Show every line below where "white" appears.

Natural-language object grounding data
========================================

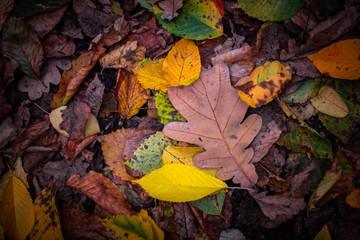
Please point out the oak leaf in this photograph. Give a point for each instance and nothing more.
(215, 114)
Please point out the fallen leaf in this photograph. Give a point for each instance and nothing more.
(179, 183)
(20, 43)
(103, 191)
(129, 94)
(148, 156)
(17, 211)
(47, 221)
(270, 11)
(339, 60)
(211, 103)
(127, 56)
(264, 84)
(330, 103)
(133, 227)
(182, 65)
(353, 199)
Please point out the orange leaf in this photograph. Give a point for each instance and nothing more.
(103, 191)
(339, 60)
(129, 95)
(72, 78)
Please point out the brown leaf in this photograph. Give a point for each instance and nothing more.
(214, 112)
(43, 23)
(129, 94)
(75, 117)
(58, 46)
(102, 191)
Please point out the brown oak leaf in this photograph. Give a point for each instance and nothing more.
(215, 114)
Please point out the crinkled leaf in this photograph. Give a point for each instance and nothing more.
(47, 221)
(20, 43)
(179, 183)
(17, 211)
(148, 156)
(215, 114)
(264, 84)
(271, 10)
(339, 60)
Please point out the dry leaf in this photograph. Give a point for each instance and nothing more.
(214, 112)
(329, 102)
(103, 191)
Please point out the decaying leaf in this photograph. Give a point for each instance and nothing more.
(47, 221)
(215, 112)
(179, 183)
(264, 84)
(133, 227)
(103, 191)
(129, 94)
(339, 60)
(127, 56)
(17, 211)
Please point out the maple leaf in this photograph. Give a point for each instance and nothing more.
(214, 112)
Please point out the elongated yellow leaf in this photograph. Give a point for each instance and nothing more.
(329, 102)
(339, 60)
(182, 65)
(185, 155)
(179, 183)
(47, 225)
(17, 211)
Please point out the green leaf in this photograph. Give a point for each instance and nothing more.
(270, 10)
(197, 20)
(302, 139)
(148, 156)
(210, 205)
(165, 109)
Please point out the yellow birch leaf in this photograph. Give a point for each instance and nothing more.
(353, 199)
(47, 222)
(264, 84)
(151, 76)
(182, 65)
(339, 60)
(179, 183)
(185, 155)
(329, 102)
(17, 211)
(129, 95)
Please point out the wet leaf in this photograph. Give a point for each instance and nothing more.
(179, 183)
(212, 104)
(20, 43)
(17, 211)
(270, 10)
(182, 65)
(103, 191)
(129, 94)
(47, 221)
(264, 84)
(330, 103)
(148, 156)
(339, 60)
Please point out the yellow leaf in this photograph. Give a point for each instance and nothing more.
(264, 84)
(133, 227)
(339, 60)
(47, 222)
(185, 155)
(151, 76)
(182, 65)
(17, 212)
(179, 183)
(353, 199)
(92, 126)
(330, 103)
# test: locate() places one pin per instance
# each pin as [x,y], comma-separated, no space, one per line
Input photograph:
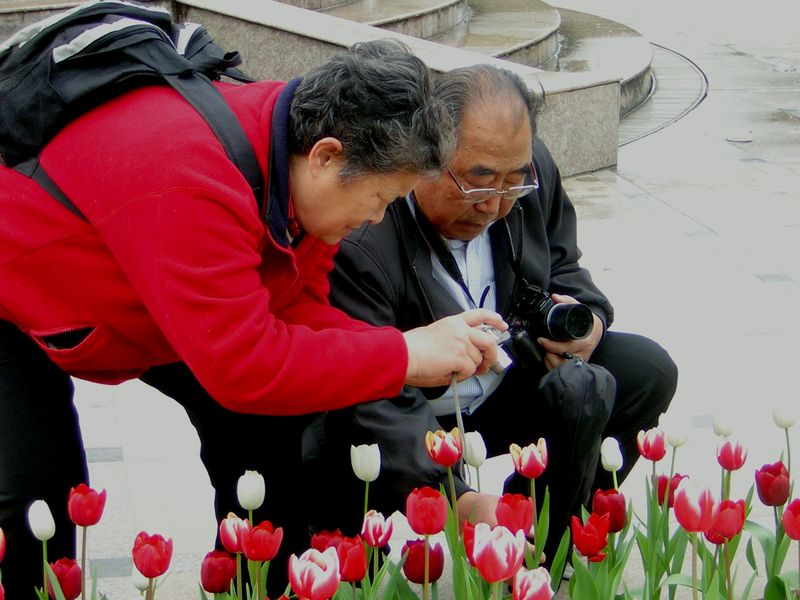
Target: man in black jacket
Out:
[496,221]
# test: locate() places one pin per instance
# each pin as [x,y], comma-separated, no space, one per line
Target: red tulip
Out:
[444,448]
[261,543]
[68,574]
[673,485]
[694,507]
[731,455]
[651,443]
[151,554]
[532,585]
[217,571]
[591,538]
[791,519]
[414,567]
[85,505]
[231,532]
[426,511]
[315,575]
[497,552]
[352,558]
[515,512]
[531,460]
[376,530]
[772,484]
[611,503]
[727,521]
[322,540]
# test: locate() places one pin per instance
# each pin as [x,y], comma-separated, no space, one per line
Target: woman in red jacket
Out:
[178,278]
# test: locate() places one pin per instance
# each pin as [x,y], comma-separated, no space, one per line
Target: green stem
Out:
[728,570]
[239,576]
[693,535]
[426,592]
[83,563]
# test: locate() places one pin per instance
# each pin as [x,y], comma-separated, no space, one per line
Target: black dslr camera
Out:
[535,315]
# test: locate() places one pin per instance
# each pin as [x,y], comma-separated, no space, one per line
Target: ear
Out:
[324,154]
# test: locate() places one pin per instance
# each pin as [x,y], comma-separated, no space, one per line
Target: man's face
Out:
[494,151]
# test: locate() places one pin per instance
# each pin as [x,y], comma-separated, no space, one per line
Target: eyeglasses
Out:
[478,195]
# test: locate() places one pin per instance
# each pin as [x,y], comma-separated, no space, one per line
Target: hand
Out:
[452,345]
[554,351]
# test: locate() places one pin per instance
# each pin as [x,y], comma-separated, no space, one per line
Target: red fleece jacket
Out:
[175,264]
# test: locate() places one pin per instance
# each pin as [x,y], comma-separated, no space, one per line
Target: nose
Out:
[490,205]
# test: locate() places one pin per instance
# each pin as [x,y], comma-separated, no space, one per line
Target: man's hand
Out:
[582,348]
[452,345]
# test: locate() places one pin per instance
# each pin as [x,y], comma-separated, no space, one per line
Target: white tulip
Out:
[782,417]
[722,426]
[250,490]
[366,461]
[675,428]
[40,520]
[474,449]
[611,455]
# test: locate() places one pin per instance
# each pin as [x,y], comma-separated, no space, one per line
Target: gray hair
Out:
[377,100]
[488,86]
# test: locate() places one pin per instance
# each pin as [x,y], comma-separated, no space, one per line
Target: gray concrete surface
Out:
[694,236]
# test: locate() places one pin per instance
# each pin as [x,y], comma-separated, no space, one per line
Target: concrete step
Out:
[418,18]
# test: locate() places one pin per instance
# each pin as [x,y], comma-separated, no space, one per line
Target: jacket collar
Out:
[276,212]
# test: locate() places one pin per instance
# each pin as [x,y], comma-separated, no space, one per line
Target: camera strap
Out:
[439,248]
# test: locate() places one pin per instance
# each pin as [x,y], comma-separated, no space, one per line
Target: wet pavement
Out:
[695,236]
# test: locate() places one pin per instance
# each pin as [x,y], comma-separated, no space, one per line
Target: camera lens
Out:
[569,322]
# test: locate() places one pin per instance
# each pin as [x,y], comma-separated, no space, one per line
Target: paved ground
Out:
[694,236]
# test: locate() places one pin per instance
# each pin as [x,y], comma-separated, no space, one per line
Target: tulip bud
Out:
[40,520]
[530,461]
[85,505]
[676,429]
[250,490]
[217,571]
[68,575]
[782,417]
[474,449]
[314,575]
[376,530]
[151,554]
[731,455]
[611,455]
[366,461]
[791,519]
[721,426]
[444,448]
[532,585]
[414,565]
[651,444]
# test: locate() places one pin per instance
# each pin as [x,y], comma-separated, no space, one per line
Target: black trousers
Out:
[646,380]
[42,456]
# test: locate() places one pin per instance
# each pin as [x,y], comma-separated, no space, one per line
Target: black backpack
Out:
[60,67]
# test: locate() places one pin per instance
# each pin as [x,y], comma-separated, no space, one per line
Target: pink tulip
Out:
[497,552]
[376,530]
[791,519]
[694,506]
[231,532]
[315,575]
[531,460]
[532,585]
[651,443]
[731,455]
[445,449]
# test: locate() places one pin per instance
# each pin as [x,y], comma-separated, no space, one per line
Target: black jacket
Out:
[383,275]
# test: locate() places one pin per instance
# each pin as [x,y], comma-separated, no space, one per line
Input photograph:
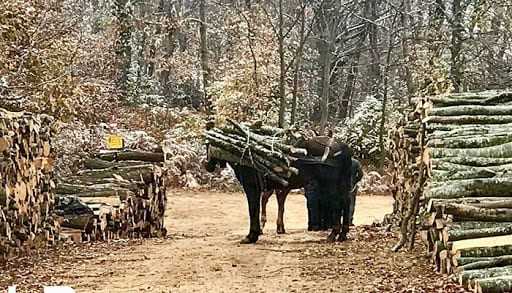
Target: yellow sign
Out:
[115,142]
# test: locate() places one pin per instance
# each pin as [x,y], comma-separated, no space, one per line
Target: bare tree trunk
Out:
[456,46]
[204,53]
[298,61]
[373,35]
[282,69]
[407,75]
[326,82]
[123,12]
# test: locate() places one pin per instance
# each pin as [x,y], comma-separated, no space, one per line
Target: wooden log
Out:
[451,167]
[460,262]
[491,99]
[466,276]
[121,193]
[68,188]
[488,251]
[471,225]
[132,156]
[476,141]
[442,175]
[469,119]
[462,211]
[484,202]
[473,161]
[467,130]
[480,187]
[496,284]
[498,151]
[450,235]
[477,263]
[471,110]
[95,163]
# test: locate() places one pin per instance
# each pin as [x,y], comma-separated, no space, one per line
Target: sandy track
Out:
[203,255]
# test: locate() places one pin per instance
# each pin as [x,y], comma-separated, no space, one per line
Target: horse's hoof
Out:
[248,240]
[331,238]
[342,237]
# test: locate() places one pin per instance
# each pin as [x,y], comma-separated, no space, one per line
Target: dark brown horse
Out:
[333,176]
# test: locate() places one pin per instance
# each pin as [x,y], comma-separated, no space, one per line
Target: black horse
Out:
[333,176]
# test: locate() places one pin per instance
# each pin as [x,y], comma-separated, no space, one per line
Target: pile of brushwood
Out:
[452,160]
[119,194]
[267,149]
[26,189]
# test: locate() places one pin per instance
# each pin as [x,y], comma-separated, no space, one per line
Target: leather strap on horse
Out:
[327,149]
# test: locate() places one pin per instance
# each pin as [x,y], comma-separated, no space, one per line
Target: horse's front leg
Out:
[264,200]
[281,199]
[253,200]
[347,211]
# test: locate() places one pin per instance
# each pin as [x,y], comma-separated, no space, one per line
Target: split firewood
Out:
[495,284]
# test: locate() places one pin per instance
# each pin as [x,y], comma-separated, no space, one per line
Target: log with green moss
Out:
[474,141]
[476,225]
[491,285]
[490,202]
[477,263]
[466,276]
[470,119]
[460,262]
[132,156]
[487,251]
[451,167]
[473,161]
[450,234]
[498,151]
[480,187]
[483,98]
[462,211]
[443,175]
[472,110]
[95,163]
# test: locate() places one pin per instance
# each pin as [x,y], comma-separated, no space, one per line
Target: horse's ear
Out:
[210,166]
[210,124]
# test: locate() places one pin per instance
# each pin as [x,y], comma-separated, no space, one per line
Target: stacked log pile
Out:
[466,199]
[136,184]
[26,190]
[264,148]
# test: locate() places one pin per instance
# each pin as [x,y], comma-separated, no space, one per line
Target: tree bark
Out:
[481,187]
[462,211]
[467,276]
[282,69]
[478,263]
[502,110]
[492,251]
[498,151]
[204,52]
[450,235]
[132,156]
[496,284]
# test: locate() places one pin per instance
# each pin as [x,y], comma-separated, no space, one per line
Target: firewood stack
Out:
[467,197]
[26,190]
[126,192]
[262,147]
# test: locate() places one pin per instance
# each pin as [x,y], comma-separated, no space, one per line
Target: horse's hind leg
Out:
[347,203]
[281,198]
[264,200]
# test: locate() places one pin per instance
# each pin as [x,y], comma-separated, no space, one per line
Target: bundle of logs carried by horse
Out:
[267,159]
[452,165]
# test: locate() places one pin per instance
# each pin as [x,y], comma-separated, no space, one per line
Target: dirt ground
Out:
[202,254]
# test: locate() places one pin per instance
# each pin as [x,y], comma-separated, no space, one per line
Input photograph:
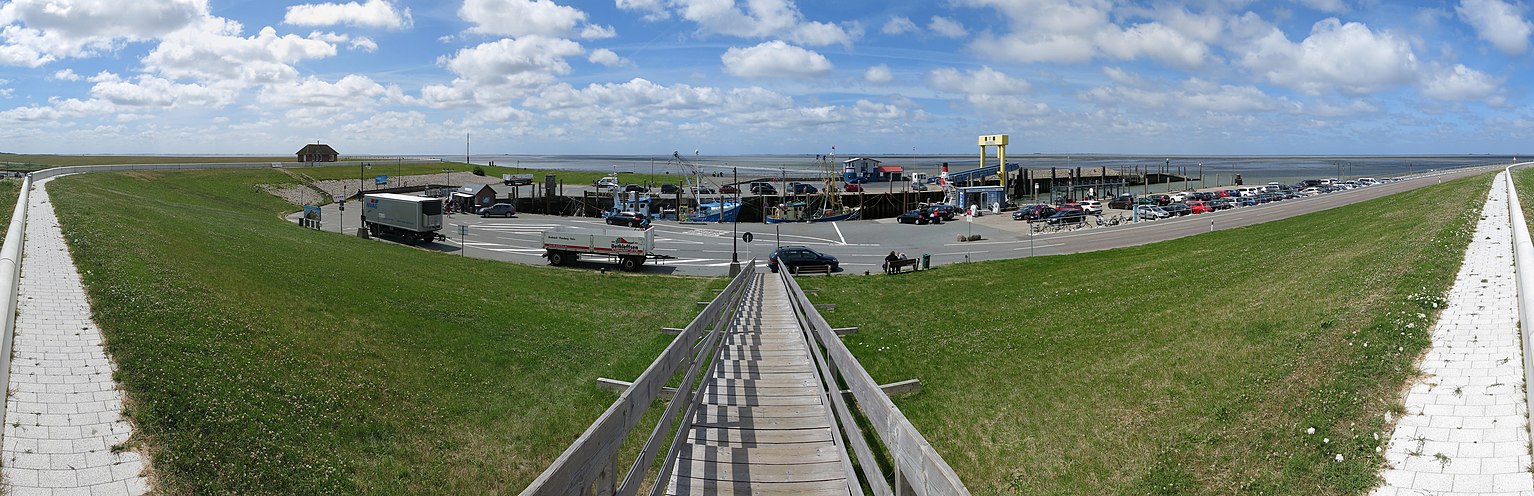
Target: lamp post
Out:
[735,226]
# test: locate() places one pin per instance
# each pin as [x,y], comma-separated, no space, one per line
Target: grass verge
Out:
[266,358]
[1183,367]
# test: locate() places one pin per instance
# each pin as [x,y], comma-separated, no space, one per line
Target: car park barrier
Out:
[1524,267]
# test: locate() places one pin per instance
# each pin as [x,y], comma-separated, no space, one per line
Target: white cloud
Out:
[364,43]
[42,31]
[948,28]
[1462,83]
[525,17]
[755,19]
[979,82]
[775,59]
[606,57]
[523,60]
[148,91]
[899,25]
[1499,23]
[1330,6]
[215,51]
[348,92]
[1347,57]
[1154,40]
[878,74]
[371,14]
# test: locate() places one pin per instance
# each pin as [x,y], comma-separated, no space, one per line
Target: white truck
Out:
[516,178]
[405,217]
[626,246]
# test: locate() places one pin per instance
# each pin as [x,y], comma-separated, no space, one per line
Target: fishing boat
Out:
[804,212]
[824,208]
[715,212]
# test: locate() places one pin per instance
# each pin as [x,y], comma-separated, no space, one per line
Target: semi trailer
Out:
[404,217]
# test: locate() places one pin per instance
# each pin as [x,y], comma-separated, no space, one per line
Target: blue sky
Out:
[726,77]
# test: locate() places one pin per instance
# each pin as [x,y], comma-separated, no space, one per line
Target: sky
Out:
[732,77]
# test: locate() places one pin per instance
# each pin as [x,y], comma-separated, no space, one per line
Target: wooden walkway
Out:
[763,426]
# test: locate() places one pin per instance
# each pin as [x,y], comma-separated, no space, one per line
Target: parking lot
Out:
[861,246]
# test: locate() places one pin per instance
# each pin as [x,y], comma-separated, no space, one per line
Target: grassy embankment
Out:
[266,358]
[275,360]
[1181,367]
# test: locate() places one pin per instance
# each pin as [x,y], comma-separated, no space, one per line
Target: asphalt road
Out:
[861,246]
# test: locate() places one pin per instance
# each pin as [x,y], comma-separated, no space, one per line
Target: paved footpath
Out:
[1464,429]
[65,412]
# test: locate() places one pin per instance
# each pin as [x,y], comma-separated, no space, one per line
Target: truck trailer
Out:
[516,178]
[405,217]
[626,246]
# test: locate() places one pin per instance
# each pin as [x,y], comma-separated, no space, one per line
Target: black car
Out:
[1066,217]
[629,218]
[1033,212]
[1122,203]
[500,209]
[947,211]
[915,217]
[795,257]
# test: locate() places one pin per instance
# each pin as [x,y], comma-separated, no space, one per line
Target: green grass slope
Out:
[1181,367]
[266,358]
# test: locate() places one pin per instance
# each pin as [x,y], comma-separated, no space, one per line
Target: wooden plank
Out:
[758,401]
[767,455]
[747,472]
[752,438]
[763,412]
[689,486]
[770,423]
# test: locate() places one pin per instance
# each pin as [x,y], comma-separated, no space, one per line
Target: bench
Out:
[896,264]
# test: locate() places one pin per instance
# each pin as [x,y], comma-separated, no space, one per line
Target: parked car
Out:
[1033,212]
[1122,201]
[500,209]
[1151,212]
[795,257]
[629,220]
[915,217]
[947,211]
[1066,217]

========================================

**Response to this task**
Target: white tulip
Target: white cloud
Target: white truck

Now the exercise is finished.